- Source excerpt:
= = = = = = =

In this week’s episode, author Jen Schwanke and I discuss the “why’s” and the “how’s” in managing adult conflicts — many of the ideas she shares in her book, You’re the Principal, Now What! Strategies and Solutions for New School Leaders.

The “why’s” of managing adult conflict

First of all, let’s talk about the motivations adults have when bringing conflicts to the principal’s office. As you are encountering scenarios, keep these ideas in mind:

  • People really do care about students and issues.
    Just as you care deeply about students, so do other adults. Assuming best intentions is a better place to start than assuming the worst.
  • People want to be heard and understood.
    Always seek to understand first before being understood. People often need to feel heard before being offered a solution.
  • People need mediators to help keep the focus on what is important.
    You often have the 1,000 foot view of your school because you have the responsibility to keep the big picture in mind. This places you in an important role as a referee and mediator.

= = = = = = =

[Records from a data source]
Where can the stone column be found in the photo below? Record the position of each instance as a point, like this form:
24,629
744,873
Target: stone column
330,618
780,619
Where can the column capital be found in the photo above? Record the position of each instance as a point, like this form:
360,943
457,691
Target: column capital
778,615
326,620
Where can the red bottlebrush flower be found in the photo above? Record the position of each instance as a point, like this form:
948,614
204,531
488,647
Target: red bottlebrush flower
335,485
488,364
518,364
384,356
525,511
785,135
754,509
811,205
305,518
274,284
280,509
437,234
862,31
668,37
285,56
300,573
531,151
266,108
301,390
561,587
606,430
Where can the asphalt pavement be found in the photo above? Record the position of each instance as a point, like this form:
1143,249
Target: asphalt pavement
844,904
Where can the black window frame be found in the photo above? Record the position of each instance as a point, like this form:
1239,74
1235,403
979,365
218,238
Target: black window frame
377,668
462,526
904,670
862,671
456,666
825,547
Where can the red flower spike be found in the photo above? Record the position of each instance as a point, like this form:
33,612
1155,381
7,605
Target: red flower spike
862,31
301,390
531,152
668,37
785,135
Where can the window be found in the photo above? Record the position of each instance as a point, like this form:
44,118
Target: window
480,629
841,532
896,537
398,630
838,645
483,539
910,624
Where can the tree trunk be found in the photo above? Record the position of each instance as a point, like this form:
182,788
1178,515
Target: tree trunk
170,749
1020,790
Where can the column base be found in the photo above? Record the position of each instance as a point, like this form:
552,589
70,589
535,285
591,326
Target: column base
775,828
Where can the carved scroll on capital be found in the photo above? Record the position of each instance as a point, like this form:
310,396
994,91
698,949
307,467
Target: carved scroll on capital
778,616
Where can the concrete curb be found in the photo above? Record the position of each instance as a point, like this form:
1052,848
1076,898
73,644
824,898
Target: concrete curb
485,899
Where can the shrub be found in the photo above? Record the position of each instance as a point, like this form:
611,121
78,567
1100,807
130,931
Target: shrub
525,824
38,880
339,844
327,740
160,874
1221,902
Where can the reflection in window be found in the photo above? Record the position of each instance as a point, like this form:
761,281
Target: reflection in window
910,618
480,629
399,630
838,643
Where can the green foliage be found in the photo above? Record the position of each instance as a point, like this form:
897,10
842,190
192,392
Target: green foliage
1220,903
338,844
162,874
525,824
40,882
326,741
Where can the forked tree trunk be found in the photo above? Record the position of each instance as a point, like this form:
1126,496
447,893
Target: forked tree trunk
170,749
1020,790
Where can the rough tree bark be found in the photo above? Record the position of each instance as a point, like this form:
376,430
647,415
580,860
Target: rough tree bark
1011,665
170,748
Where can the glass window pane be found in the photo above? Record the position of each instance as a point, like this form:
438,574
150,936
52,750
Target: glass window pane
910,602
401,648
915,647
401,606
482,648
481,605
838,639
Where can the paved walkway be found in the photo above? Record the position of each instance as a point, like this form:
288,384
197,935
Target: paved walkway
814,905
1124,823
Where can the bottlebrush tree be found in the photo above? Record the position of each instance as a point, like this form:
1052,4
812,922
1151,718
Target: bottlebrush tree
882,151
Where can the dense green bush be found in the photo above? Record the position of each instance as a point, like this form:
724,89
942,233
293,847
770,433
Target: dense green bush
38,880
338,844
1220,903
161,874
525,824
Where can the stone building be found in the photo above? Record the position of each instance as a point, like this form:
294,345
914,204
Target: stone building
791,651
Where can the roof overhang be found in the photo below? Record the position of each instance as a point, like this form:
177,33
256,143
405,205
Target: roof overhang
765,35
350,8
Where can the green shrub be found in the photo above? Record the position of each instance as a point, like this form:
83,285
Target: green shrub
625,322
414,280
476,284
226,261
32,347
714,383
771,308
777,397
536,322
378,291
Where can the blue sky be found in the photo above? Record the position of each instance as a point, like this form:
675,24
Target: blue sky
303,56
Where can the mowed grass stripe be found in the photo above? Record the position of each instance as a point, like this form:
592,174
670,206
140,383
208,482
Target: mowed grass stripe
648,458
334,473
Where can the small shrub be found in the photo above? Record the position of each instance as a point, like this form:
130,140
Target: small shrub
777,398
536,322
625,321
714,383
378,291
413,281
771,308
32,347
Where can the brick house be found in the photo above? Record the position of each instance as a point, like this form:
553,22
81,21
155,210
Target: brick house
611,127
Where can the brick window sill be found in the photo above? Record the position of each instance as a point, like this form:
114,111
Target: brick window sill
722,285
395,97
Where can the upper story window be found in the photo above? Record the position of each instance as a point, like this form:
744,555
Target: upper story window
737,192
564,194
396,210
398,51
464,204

= = = = = = =

- Problems and tasks:
**1.** In the excerpt on managing adult conflicts, transcribe the passage from "In this week’s" to "offered a solution.".
**2.** Check the following statements against the excerpt on managing adult conflicts. For each one, answer yes or no and quote the words that decide it.
(a) The excerpt advises assuming best intentions rather than assuming the worst.
(b) The excerpt says people usually want a solution offered before they feel heard.
(c) The excerpt describes the principal as having a 100 foot view of the school.
**3.** Write the next part of the excerpt on managing adult conflicts, starting after its final sentence.

- Answers given:
**1.**
In this week’s episode, author Jen Schwanke and I discuss the “why’s” and the “how’s” in managing adult conflicts — many of the ideas she shares in her book, You’re the Principal, Now What! Strategies and Solutions for New School Leaders.

The “why’s” of managing adult conflict

First of all, let’s talk about the motivations adults have when bringing conflicts to the principal’s office. As you are encountering scenarios, keep these ideas in mind:

  • People really do care about students and issues.
    Just as you care deeply about students, so do other adults. Assuming best intentions is a better place to start than assuming the worst.
  • People want to be heard and understood.
    Always seek to understand first before being understood. People often need to feel heard before being offered a solution.

**2.**
(a) Yes. "Assuming best intentions is a better place to start than assuming the worst."
(b) No. "People often need to feel heard before being offered a solution."
(c) No. "You often have the 1,000 foot view of your school"

**3.**
  • It’s never “done.” There is always another coming…
    Dealing with conflict often means embracing that part of your work that is unpleasant. It will continue to be a role you play, so learn the skills and patience to become better — even while understanding you’ll never be perfect at conflict resolution.
  • There’s no measure of success. Sometimes everyone leaves unhappy.
    Even if you cannot help others reach a solution they like, you can still be a strong listener and advocate for what is right. In the end, the goal is not happiness, it is reasonable and wise guidance.
  • We are “evaluated” by how well we help other people solve problems.
    Like it or not, your ability to manage and resolve conflict helps the entire school community and district in its service. Learning to do this well also helps you make the jobs of your superintendent or supervisors a lot easier.

The first-steps in managing adult conflicts

Principals manage a lot of discipline scenarios, and some adult conversations can turn ugly. Here are some general ideas for managing tough conversations:

  • Know your district’s policies and procedures.
    When relying on the guidelines provided by your district, you have a measuring stick that is often objective and will be supported by your upper administration (in the best case scenarios). Either way, it is essential to let your policies be the primary guidance for consistency in decision making and mediation.
  • Keep your cool.
    It may be hard to keep your own emotions in check, but in order to provide objective feedback, it is a must. Your ability to gauge the emotions in a room and provide clear, calm responses will often help guide the outcomes.
  • Meet in person.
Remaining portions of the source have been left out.